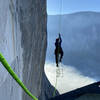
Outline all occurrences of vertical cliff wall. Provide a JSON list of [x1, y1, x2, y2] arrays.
[[0, 0, 58, 100]]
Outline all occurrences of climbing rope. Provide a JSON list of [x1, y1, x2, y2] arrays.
[[0, 53, 38, 100], [53, 0, 63, 97], [58, 0, 63, 34]]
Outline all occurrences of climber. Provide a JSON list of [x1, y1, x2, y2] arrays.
[[55, 33, 63, 67]]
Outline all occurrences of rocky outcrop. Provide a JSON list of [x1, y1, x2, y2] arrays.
[[0, 0, 58, 100]]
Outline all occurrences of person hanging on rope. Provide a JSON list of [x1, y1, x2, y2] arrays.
[[55, 33, 63, 67]]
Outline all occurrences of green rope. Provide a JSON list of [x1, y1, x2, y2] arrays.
[[0, 53, 38, 100]]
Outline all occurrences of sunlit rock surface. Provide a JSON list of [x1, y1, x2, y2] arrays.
[[0, 0, 58, 100]]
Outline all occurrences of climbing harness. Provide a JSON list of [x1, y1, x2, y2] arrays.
[[0, 53, 38, 100]]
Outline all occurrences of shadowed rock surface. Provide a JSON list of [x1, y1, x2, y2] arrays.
[[0, 0, 58, 100]]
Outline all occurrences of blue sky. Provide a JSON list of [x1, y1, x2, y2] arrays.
[[47, 0, 100, 15]]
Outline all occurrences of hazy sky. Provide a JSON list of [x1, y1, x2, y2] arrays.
[[47, 0, 100, 15]]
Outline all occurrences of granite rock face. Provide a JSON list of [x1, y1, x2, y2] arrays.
[[0, 0, 58, 100]]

■ Directions for this task
Copy the material above word for word. Begin at the line that contains "Outline all occurrences of blue" and continue through the end of the material.

■ Full answer
Outline all occurrences of blue sky. Provide a JSON list of [x1, y1, x2, y2] arrays.
[[47, 0, 100, 15]]
Outline all occurrences of hazy sky. Provide a JSON list of [x1, y1, x2, y2] arrays.
[[47, 0, 100, 15]]
Outline all occurrences of granite rock face. Provide a JSON list of [x1, y1, x2, y2] arrays.
[[0, 0, 58, 100]]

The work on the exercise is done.